— Given text —

There is the welcome sigh of an early autumn wind which touches my bare arm. I remember a girl, long, long ago, whose touch gave me the same icy shiver of joy. Alas the wind does not follow up its caress with that first kiss and the precious memory will have to do.

 

Sunday
Sep182022

Hygge

To save gas, we have bought a rocket stove and burn some fraction of the wood that would go to rustic fences or the slow compost of the woodpile. As a result we have slid our cooking into the garden and slowed down so that it is often a race between the food and the darkness. Now we are wrapped in the produce of the searing summer. We cook apples down to freeze for the next year's breakfasts. We cook yet more apples and grapes to make chilli jam. The smoke from the rocket stove has touched it and that, and the chilli, and the joy of our eating food that we have grown is as warming as I can imagine.

Sunday
May152022

Honey

The bees that we have worked hard to over-winter hit the Night Planted Orchard with merry abandon and then buggered off, little sods. So I put a box to, perhaps, trap a swarm, only to find that a swarm has found the second and also empty hive which I was about to mothball. A moment of small victory. Welcome, little gatherers.

Tuesday
Apr052022

Ragnar

I spent the day making a mattock from scratch at The Oldfield Forge. I could write about my connection with my metalworking ancestors, or the primal nature of the forge. But four hours beating the bejeesus out of a strip of iron is as cathartic as it needs to be. No more need be said. The mattock, now fitted with an antler handle, is a thing of beauty in the eye of its creator and, what's more, efficienty cuts the stems of ash and hazel which we are growing to feed our rocket stove.

— Data extract —
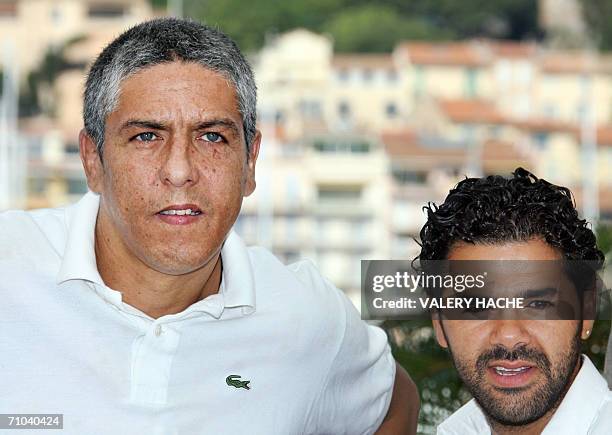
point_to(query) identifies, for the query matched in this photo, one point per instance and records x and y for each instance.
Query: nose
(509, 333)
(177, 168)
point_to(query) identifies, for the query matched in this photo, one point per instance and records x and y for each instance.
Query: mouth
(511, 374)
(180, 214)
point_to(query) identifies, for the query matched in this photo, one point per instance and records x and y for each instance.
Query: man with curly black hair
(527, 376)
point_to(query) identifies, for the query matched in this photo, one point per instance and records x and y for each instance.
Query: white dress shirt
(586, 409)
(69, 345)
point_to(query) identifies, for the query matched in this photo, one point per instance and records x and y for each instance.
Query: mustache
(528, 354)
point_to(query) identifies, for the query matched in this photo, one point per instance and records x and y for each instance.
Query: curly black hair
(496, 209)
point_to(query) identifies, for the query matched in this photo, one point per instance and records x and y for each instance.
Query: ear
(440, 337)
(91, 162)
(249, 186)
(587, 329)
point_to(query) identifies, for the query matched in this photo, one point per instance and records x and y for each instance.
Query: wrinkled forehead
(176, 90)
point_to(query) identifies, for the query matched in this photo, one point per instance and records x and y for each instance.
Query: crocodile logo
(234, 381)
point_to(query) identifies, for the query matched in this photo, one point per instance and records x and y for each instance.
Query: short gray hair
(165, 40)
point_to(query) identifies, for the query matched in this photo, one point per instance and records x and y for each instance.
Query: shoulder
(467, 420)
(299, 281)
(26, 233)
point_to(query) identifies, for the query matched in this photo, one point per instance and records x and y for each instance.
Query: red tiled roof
---
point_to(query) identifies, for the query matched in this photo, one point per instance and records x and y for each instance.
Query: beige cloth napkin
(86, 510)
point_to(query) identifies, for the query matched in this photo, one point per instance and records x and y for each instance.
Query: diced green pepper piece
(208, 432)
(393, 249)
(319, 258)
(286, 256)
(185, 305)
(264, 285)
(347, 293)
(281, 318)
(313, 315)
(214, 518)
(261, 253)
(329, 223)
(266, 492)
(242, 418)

— Your goal —
Copy the blog text again, beginning at the words "The bees that" and stopping after "Welcome, little gatherers.", and substitute "store away" for "mothball".

— Exercise solution —
The bees that we have worked hard to over-winter hit the Night Planted Orchard with merry abandon and then buggered off, little sods. So I put a box to, perhaps, trap a swarm, only to find that a swarm has found the second and also empty hive which I was about to store away. A moment of small victory. Welcome, little gatherers.